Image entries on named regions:
◇ ◇ ◇

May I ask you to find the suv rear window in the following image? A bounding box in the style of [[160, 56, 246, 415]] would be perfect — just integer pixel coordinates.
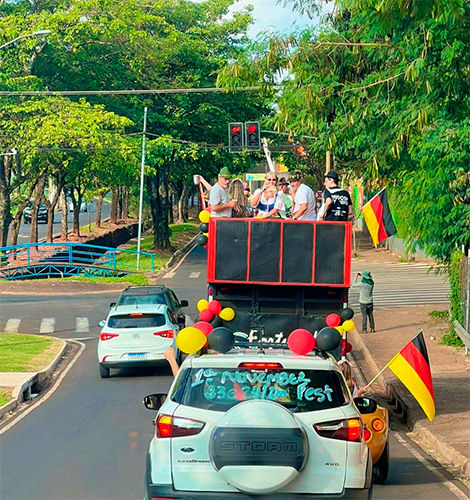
[[119, 294, 166, 306], [108, 313, 166, 328], [171, 368, 347, 413]]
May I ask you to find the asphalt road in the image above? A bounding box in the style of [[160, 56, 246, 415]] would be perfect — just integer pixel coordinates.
[[11, 202, 111, 243], [0, 248, 470, 500]]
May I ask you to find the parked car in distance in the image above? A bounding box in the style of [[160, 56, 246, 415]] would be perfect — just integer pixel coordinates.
[[144, 346, 372, 500], [67, 198, 88, 212], [98, 304, 180, 378], [23, 201, 48, 224], [109, 285, 189, 328]]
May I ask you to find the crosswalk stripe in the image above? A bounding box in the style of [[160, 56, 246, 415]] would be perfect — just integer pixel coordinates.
[[39, 318, 55, 333], [75, 318, 90, 333], [5, 319, 21, 333]]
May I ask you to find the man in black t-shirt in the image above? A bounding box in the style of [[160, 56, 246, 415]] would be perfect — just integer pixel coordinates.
[[319, 172, 354, 221]]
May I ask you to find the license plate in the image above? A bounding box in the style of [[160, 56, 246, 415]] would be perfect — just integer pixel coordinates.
[[127, 352, 147, 359]]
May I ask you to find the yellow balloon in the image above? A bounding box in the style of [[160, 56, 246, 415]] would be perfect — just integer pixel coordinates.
[[341, 319, 355, 332], [176, 326, 207, 354], [199, 210, 211, 224], [219, 307, 235, 321], [196, 299, 209, 312]]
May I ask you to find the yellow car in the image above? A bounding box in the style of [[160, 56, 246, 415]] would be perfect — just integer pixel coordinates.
[[354, 398, 390, 484]]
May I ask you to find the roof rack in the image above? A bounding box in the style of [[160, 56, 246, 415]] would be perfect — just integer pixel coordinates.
[[229, 341, 329, 359]]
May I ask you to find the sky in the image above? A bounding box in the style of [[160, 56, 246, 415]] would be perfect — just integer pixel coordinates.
[[193, 0, 312, 38]]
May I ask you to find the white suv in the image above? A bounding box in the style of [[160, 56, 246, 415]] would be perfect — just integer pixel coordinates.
[[98, 304, 179, 378], [144, 348, 372, 500]]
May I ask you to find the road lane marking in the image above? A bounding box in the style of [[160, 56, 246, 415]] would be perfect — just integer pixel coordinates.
[[39, 318, 55, 333], [5, 319, 21, 333], [393, 432, 468, 500], [0, 340, 86, 435], [75, 318, 90, 333]]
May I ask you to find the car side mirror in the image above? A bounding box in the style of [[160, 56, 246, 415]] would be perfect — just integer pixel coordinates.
[[142, 394, 167, 410], [354, 398, 377, 415]]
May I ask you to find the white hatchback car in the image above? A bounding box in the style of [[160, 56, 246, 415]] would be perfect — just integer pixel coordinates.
[[98, 304, 179, 378], [144, 349, 372, 500]]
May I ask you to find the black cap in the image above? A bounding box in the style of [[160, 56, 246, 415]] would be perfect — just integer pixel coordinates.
[[325, 171, 339, 183]]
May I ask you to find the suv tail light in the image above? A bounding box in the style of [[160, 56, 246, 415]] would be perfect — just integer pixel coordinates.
[[313, 418, 364, 443], [238, 361, 284, 370], [100, 332, 119, 340], [156, 415, 206, 438], [154, 330, 175, 339]]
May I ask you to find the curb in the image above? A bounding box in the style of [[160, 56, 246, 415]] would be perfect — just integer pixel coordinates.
[[349, 329, 470, 478], [0, 337, 67, 420]]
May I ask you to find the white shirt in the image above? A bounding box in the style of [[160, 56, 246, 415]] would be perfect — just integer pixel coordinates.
[[253, 188, 284, 217], [209, 184, 232, 217], [294, 184, 317, 220]]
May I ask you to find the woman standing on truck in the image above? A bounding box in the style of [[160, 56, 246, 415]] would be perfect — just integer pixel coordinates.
[[250, 172, 284, 218]]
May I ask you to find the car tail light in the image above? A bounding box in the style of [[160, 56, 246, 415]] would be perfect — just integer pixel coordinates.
[[313, 418, 364, 442], [156, 415, 206, 438], [238, 361, 284, 370], [100, 332, 119, 340], [153, 330, 175, 339], [372, 418, 385, 432]]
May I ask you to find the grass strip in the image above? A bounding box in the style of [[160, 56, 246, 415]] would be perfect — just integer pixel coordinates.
[[0, 333, 62, 372]]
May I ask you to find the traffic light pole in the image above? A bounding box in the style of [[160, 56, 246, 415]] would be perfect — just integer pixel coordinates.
[[136, 106, 147, 270], [261, 137, 276, 173]]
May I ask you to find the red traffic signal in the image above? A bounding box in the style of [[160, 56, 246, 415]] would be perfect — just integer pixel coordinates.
[[228, 123, 243, 153], [245, 122, 261, 151]]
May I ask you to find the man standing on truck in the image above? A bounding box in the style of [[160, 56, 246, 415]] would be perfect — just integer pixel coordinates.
[[289, 170, 317, 220], [209, 167, 237, 217], [318, 171, 354, 222]]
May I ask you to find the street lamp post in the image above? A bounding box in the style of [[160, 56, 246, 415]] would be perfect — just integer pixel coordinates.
[[0, 30, 51, 49]]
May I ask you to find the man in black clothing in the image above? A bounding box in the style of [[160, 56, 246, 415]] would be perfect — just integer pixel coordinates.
[[318, 172, 354, 221]]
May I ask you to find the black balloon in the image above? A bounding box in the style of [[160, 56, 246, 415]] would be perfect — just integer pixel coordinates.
[[315, 326, 341, 351], [209, 316, 224, 328], [207, 326, 235, 352], [339, 307, 354, 321], [196, 233, 209, 247]]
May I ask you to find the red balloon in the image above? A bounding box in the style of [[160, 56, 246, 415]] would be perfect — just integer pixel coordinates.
[[325, 313, 341, 328], [209, 300, 222, 316], [199, 309, 213, 321], [193, 321, 214, 337], [287, 328, 315, 356]]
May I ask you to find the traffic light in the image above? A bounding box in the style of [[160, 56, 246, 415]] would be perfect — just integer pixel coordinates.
[[245, 122, 261, 151], [228, 123, 243, 153]]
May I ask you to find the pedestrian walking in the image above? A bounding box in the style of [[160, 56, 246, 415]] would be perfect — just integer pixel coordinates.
[[352, 271, 375, 333], [209, 167, 237, 217], [289, 170, 317, 220], [318, 171, 354, 221]]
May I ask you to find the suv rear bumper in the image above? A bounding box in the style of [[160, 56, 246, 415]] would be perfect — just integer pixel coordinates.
[[146, 484, 369, 500]]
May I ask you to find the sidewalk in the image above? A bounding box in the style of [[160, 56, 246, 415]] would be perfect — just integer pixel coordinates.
[[350, 236, 470, 478]]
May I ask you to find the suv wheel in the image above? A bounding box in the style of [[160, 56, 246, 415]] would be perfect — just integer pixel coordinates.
[[100, 363, 109, 378], [209, 400, 308, 495]]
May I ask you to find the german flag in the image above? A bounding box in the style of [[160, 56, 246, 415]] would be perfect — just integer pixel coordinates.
[[362, 188, 397, 246], [387, 331, 436, 421]]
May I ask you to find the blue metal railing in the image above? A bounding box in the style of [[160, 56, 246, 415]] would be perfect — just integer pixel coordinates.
[[0, 242, 155, 272]]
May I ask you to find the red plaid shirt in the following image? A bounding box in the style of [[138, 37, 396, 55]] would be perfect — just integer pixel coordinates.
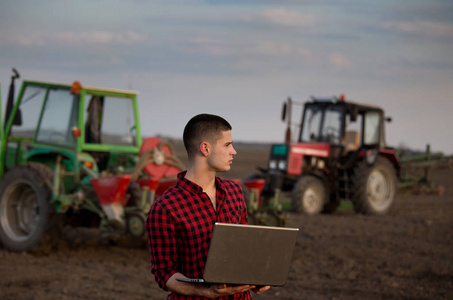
[[146, 172, 252, 299]]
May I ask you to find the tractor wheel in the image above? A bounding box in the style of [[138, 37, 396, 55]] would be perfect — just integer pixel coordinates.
[[291, 175, 327, 215], [0, 163, 56, 252], [352, 157, 396, 215], [322, 201, 340, 214]]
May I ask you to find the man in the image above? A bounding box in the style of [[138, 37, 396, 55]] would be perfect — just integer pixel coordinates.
[[146, 114, 269, 299]]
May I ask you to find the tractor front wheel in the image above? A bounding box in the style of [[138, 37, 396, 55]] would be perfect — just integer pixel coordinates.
[[291, 175, 327, 215], [352, 157, 396, 215], [0, 163, 54, 252]]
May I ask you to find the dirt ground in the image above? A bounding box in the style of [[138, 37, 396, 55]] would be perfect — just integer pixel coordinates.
[[0, 144, 453, 300]]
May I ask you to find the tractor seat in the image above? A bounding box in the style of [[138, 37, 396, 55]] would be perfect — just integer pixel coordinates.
[[344, 130, 360, 152]]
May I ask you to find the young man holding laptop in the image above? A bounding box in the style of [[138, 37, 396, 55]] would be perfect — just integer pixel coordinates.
[[146, 114, 269, 299]]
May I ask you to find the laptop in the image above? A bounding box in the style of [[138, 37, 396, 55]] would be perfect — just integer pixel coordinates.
[[177, 223, 299, 286]]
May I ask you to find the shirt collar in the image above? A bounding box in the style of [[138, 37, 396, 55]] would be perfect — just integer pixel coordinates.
[[176, 171, 224, 195]]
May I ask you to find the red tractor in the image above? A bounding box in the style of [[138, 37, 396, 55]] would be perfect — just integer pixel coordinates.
[[256, 95, 401, 215]]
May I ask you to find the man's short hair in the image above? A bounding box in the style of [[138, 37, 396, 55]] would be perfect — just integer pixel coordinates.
[[183, 114, 232, 157]]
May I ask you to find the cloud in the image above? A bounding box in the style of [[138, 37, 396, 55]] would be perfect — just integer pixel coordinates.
[[7, 31, 147, 46], [382, 22, 453, 38], [329, 53, 352, 69], [261, 8, 316, 26]]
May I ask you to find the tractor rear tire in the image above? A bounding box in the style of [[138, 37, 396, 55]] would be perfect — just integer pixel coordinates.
[[291, 175, 327, 215], [0, 162, 58, 252], [352, 157, 397, 215]]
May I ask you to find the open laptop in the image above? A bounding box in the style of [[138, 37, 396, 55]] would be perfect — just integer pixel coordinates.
[[177, 223, 299, 286]]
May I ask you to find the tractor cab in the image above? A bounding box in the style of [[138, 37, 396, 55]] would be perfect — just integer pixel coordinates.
[[1, 81, 141, 178], [298, 95, 385, 161], [262, 95, 398, 214], [0, 69, 183, 251]]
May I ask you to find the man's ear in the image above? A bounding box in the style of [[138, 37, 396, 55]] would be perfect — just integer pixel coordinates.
[[200, 142, 211, 156]]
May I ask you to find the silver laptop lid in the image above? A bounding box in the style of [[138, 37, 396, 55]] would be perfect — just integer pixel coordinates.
[[203, 223, 299, 286]]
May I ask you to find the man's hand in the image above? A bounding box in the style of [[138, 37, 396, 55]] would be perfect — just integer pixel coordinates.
[[167, 273, 270, 298], [206, 284, 256, 298], [252, 285, 271, 295]]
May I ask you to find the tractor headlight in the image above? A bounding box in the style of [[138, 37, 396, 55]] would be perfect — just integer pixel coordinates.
[[269, 160, 277, 169]]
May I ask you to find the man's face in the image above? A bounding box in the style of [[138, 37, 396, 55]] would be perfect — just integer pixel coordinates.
[[208, 130, 237, 172]]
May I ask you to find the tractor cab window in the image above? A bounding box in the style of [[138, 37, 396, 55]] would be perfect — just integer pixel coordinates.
[[321, 106, 342, 145], [85, 96, 135, 146], [363, 111, 380, 145], [299, 106, 323, 143], [11, 85, 46, 139], [36, 89, 77, 146], [299, 104, 343, 145]]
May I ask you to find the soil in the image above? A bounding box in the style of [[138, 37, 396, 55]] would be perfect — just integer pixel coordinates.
[[0, 144, 453, 300]]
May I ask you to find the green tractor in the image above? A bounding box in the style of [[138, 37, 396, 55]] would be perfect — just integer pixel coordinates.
[[0, 69, 183, 251]]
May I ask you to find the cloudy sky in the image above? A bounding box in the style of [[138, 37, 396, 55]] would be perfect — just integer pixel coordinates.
[[0, 0, 453, 154]]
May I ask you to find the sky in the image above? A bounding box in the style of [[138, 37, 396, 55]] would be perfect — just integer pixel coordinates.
[[0, 0, 453, 155]]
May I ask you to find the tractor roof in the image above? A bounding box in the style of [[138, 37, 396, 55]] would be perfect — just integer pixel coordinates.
[[24, 80, 138, 95], [308, 96, 383, 112]]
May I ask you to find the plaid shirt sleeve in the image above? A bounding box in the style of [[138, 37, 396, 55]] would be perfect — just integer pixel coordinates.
[[146, 203, 178, 290]]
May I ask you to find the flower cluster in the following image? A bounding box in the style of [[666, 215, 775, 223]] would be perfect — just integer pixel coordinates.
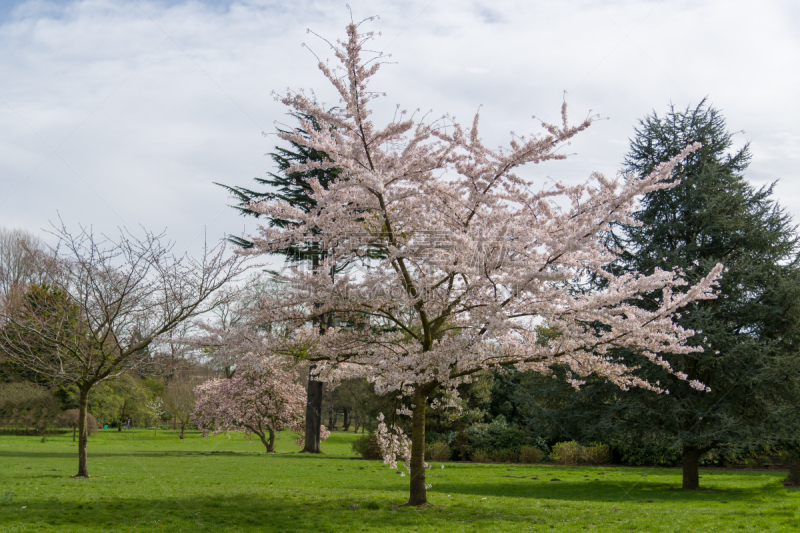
[[233, 20, 722, 504], [192, 360, 306, 452]]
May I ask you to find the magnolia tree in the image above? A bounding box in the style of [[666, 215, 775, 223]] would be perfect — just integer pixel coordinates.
[[242, 20, 722, 505], [192, 361, 328, 453]]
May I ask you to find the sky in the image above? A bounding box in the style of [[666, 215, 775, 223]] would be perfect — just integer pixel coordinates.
[[0, 0, 800, 253]]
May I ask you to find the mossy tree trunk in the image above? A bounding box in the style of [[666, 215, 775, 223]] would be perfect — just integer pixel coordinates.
[[76, 384, 91, 477], [683, 446, 700, 490], [407, 385, 430, 506]]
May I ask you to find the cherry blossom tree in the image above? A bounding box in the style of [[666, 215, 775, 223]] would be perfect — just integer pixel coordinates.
[[192, 360, 306, 453], [242, 19, 722, 505]]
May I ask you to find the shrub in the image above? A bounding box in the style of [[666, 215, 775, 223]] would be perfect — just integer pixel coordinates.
[[467, 415, 530, 450], [352, 435, 383, 460], [489, 448, 519, 463], [780, 451, 800, 485], [425, 442, 450, 463], [452, 431, 472, 461], [519, 446, 544, 464], [469, 450, 489, 463], [550, 440, 611, 465]]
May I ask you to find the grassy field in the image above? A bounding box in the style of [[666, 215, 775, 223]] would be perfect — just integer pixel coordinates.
[[0, 430, 800, 533]]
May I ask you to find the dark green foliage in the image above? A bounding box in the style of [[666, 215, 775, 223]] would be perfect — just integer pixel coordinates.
[[550, 440, 611, 465], [604, 102, 800, 462], [217, 111, 341, 255], [516, 101, 800, 480]]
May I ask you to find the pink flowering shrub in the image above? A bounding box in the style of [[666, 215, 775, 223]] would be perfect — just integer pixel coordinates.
[[192, 364, 306, 453]]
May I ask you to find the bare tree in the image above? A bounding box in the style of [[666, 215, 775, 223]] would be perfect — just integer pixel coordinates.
[[0, 228, 45, 307], [0, 225, 244, 477]]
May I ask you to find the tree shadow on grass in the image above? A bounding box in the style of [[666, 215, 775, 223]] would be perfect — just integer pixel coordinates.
[[0, 448, 360, 461], [0, 494, 537, 532], [396, 479, 786, 503]]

◇ ◇ ◇

What to produce: Rewrite the material beginning at the line that contains "May I ask you to find the road" and ending after the line that contains "318, 90, 333]]", reproducing the requests unchanged and multiplying each bounding-box coordinate in the answers by 1.9, rounded to the nearest whole number with halves rounded up. Leave the numbers in the requests, including the sample box, as they are.

Full output:
May I ask you to find the road lane marking in the image above? A bounding box in the style of [[160, 56, 246, 415]] would be perfect — just integer pixel coordinates.
[[74, 604, 105, 633], [10, 606, 40, 633], [747, 821, 889, 950], [0, 646, 163, 827], [143, 604, 171, 633]]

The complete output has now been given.